Pointing dataset records
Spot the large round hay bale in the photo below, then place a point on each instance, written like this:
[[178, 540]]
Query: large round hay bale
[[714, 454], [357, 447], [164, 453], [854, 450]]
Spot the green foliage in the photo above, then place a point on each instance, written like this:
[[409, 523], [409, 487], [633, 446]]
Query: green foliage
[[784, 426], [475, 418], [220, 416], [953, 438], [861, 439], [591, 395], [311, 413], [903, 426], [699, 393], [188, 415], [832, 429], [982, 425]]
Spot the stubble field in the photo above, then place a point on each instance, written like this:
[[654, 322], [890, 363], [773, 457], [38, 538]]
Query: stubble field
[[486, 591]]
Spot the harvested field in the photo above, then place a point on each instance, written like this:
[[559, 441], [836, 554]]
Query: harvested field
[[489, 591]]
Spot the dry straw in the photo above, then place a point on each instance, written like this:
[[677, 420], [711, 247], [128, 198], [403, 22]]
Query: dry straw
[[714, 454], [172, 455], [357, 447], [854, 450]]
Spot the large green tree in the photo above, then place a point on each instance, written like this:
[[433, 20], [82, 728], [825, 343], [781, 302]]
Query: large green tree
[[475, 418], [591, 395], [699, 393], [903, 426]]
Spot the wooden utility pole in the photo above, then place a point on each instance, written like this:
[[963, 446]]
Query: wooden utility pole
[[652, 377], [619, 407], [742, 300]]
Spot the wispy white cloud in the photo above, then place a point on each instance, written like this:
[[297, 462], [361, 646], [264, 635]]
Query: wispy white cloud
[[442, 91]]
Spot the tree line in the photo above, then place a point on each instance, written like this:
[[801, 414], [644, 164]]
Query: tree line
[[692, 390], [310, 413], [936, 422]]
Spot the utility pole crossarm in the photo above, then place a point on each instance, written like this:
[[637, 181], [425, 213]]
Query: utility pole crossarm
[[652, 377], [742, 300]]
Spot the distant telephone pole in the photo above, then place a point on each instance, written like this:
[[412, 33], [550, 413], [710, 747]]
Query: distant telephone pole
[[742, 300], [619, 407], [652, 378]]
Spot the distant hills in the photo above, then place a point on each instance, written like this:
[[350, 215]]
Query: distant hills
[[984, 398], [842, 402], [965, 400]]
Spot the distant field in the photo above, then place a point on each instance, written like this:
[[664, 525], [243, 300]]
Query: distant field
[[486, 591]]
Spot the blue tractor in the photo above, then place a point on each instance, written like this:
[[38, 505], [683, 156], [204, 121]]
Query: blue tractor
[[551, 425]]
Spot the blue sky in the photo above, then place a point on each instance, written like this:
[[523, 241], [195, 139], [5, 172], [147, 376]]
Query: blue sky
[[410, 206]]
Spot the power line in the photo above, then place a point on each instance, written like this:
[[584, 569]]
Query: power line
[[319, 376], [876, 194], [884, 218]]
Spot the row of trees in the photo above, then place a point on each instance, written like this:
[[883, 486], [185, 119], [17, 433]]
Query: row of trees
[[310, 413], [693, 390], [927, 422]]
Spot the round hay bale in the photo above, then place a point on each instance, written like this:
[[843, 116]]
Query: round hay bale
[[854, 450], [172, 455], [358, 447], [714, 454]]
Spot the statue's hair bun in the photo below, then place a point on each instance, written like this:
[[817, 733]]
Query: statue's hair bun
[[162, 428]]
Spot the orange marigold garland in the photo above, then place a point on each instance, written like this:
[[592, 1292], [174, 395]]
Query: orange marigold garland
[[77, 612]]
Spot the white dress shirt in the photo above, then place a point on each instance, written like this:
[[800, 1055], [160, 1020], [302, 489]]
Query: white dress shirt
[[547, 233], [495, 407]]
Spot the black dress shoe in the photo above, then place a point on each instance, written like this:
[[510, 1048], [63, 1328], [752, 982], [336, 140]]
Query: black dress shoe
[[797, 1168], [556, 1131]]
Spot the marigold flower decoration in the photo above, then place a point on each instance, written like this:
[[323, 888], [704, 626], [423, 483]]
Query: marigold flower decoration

• [REQUEST]
Retype the data exactly as given.

• [RESPONSE TO THIS TASK]
Spot the large round hay bale in the photo below, then place a point on each instance, written like this:
[[178, 540]]
Query: large round hay bale
[[714, 454], [357, 447], [164, 453], [854, 450]]
Spot the green foliage in the photo above, then place a point on each instance, written like this:
[[409, 523], [409, 487], [633, 446]]
Query: green foliage
[[784, 426], [475, 418], [220, 416], [953, 438], [861, 439], [591, 395], [311, 413], [903, 426], [699, 393], [188, 415], [832, 429], [982, 425]]
Spot the stubble field in the photo above, then place a point on each instance, written like this:
[[654, 322], [890, 363], [773, 457], [38, 538]]
Query: stubble field
[[486, 591]]
Spot the harvested field in the photo above, then place a point on each instance, written like this:
[[559, 441], [836, 554]]
Query: harvested field
[[489, 591]]
Spot the dry straw in the photo above, then place a point on each instance, written like this:
[[677, 420], [711, 247], [128, 198], [403, 22]]
Query: dry straw
[[714, 454], [172, 455], [357, 447], [854, 450]]
Spot the large green tree in the photo above, then place a point on each instance, written like this:
[[433, 20], [82, 728], [825, 343], [781, 302]]
Query: large green tree
[[475, 418], [591, 395], [699, 393], [903, 426]]
Spot the wooden utility pole in the photo above, then place a point on each instance, written like this:
[[963, 446]]
Query: wooden utility pole
[[652, 377], [619, 407], [742, 300]]
Spot the wispy white cloud in the photo above, then place a point on each instance, written like this:
[[297, 462], [361, 646], [264, 635]]
Query: wispy white cloud
[[442, 91]]
Spot the tree line in the photo above, then place a point on each instance, written like this:
[[801, 414], [644, 164]]
Query: tree line
[[692, 390], [310, 413], [936, 422]]
Spot the utility pole crossarm in the photo above, then place a point on each instance, written like this:
[[637, 181], [425, 213]]
Query: utility pole crossarm
[[652, 377], [742, 300]]
Spot the distant telephone pole in the photo above, then place a point on each instance, written like this:
[[412, 33], [550, 413], [710, 747]]
Query: distant telephone pole
[[742, 300], [619, 407], [652, 378]]
Spot the distant hills in the photo above, then place a point on each instance, written like this:
[[350, 215]]
Query: distant hills
[[984, 398], [842, 402], [965, 400]]
Spot the distant field in the photo above, then place a point on each instance, written like this:
[[664, 525], [243, 300]]
Query: distant field
[[486, 591]]
Spot the blue tractor in the photo above, then place a point on each instance, written like this:
[[38, 505], [683, 156], [204, 121]]
Query: blue tractor
[[551, 425]]
Spot the blue sky in the photo above, then place a point on each instance, written like this:
[[523, 241], [195, 139], [5, 172], [147, 376]]
Query: blue sky
[[410, 206]]
Spot the power line in the photo above, then place a point on each instance, written like this:
[[584, 569]]
Query: power line
[[319, 376], [876, 194], [884, 218]]
Spot the row of trees in the photo above, then place a point on each instance, written like this:
[[883, 486], [185, 119], [17, 433]]
Query: row of trees
[[310, 413], [693, 390], [927, 422]]
Spot the round hay bale in the photo above, then place a point on each instance, written like this:
[[843, 116]]
Query: round hay bale
[[854, 450], [172, 455], [358, 447], [714, 454]]
Spot the statue's hair bun in the photo below, then place a point on each instance, written like this:
[[817, 733]]
Query: statue's hair bun
[[162, 428]]
Spot the orange marigold garland in the photo above, then place a point on each instance, written like this:
[[592, 1292], [174, 395]]
Query: orange marigold garland
[[77, 612]]
Spot the white dress shirt in the photo above, then place a point on each instance, written like this:
[[800, 1055], [160, 1020], [302, 489]]
Query: white dress shirt
[[547, 233], [495, 407]]
Spot the black dress shoe in the photo above, then place a point on each instance, written like this:
[[510, 1048], [63, 1328], [752, 982], [336, 140]]
Query: black dress shoe
[[797, 1168], [556, 1131]]
Spot the marigold flower decoration in the photo above, then place a point on each instance, written like this:
[[323, 888], [704, 626], [423, 483]]
Query: marigold flower decoration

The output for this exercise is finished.